TRY IT = Continue the "Plasmid construction" methods passage, starting right after its final sentence.

BEGIN SOURCE EXTRACT

Plasmid construction
A wild-type (WT) vasopressin expression vector was constructed by inserting the rat vasopressin cDNA into pRc/RSV expression vector (CLONTECH, Palo Alto, CA). Furin-processible vasopressin expression vector (AVP/Fur) was made from WT by site-directed mutagenesis technique. CAG promoter-driven expression vector (pCAGGS/AVP/Fur) was constructed by inserting the AVP/Fur cDNA into pCAGGS expression vector (kindly provided by Prof. Miyazaki, Osaka University, Osaka, Japan) (25). PC1/3 and PC2 expression vectors were made by inserting the mouse PC1/3 or PC2 cDNA (kindly provided by Dr. Mains, Johns Hopkins University, Baltimore, MD) (26) into a pRc/CMV expression vector (CLONTECH).

END SOURCE EXTRACT
BEGIN DATA FOR ANALYSIS

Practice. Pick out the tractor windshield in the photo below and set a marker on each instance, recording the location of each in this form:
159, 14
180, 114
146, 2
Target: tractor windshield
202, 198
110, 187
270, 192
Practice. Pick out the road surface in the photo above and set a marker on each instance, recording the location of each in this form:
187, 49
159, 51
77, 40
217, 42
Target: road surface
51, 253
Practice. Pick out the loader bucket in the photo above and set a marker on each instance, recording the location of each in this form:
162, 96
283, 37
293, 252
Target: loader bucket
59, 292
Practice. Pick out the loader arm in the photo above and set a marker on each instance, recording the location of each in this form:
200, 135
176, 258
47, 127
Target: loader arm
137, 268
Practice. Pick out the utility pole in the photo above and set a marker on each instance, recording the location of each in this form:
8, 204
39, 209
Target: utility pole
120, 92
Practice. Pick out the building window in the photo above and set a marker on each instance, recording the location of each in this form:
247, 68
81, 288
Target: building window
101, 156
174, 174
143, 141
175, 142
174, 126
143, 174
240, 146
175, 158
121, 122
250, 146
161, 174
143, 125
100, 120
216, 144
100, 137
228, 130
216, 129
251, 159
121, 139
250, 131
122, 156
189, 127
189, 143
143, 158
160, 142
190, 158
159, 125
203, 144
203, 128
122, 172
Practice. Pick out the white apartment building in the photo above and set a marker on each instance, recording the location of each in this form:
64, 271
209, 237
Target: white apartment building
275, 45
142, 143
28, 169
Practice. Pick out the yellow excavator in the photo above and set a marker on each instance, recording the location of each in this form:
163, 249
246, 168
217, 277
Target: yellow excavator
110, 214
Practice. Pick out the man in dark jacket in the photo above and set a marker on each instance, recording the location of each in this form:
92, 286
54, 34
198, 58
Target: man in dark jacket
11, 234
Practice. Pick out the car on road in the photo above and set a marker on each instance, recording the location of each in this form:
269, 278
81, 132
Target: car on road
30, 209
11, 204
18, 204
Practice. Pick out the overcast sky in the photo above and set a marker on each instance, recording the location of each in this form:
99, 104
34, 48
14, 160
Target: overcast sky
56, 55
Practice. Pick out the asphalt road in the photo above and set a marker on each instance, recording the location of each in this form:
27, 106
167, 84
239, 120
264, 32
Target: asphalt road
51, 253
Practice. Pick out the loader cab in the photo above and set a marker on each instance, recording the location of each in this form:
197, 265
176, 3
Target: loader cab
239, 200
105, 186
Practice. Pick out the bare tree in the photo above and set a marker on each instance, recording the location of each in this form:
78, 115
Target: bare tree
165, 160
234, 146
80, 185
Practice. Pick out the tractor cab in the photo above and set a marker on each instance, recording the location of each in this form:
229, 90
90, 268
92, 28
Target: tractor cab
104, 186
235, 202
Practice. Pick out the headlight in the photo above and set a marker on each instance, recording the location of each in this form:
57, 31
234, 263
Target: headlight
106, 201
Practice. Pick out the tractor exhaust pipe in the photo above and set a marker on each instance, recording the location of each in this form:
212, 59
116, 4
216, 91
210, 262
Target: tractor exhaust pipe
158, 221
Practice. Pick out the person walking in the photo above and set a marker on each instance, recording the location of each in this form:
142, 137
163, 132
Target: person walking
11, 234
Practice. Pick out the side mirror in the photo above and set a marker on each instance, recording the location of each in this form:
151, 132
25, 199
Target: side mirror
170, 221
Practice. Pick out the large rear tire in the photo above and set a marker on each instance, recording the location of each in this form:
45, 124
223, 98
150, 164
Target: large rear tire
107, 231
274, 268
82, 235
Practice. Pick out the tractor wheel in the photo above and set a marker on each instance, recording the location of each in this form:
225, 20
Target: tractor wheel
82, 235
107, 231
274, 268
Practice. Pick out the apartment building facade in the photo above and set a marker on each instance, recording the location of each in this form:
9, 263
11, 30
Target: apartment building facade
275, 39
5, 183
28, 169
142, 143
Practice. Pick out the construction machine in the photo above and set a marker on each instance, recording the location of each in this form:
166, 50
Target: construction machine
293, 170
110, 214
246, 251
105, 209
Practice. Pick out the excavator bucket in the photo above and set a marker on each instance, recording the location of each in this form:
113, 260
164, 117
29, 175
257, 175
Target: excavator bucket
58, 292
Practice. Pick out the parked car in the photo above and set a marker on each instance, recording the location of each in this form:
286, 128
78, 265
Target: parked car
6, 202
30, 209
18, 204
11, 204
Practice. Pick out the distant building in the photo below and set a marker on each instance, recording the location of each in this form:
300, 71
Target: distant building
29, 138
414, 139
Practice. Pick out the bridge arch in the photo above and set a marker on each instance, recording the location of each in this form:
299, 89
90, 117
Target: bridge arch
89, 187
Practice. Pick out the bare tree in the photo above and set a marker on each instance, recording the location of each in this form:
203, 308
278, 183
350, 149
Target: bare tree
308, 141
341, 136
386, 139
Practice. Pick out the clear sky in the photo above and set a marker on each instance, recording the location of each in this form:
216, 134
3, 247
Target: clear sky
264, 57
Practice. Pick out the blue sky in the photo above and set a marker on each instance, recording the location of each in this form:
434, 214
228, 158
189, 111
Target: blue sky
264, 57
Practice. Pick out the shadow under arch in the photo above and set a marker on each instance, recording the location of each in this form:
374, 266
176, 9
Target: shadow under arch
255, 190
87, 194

END DATA FOR ANALYSIS

YOUR RESPONSE =
Cell culture and transfection
AtT20, GH₃, JEG3, COS1, L6, and LLC-PK1 cells were maintained with standard cell culture techniques. For transient expression, cells were plated in 35-mm-diameter culture dishes, and each vector was transfected using TransIT reagent (Mirus, Madison, WI). On the next day, the culture medium was changed to serum-free medium, and vasopressin secreted into the medium for 10 h was used for the subsequent analyses. Three separate dishes were used for each experimental condition. In most of the experiments, ß-galactosidase expression vector was used as an internal control. For stable transfection, L6 cells were transfected with pCAGGS/AVP/Fur using TransIT reagent. After selection with G418 (Geneticin, Invitrogen), clonal cell lines expressing vasopressin were selected, and the representative cell lines, designated as L6VP, were used for the subsequent experiments.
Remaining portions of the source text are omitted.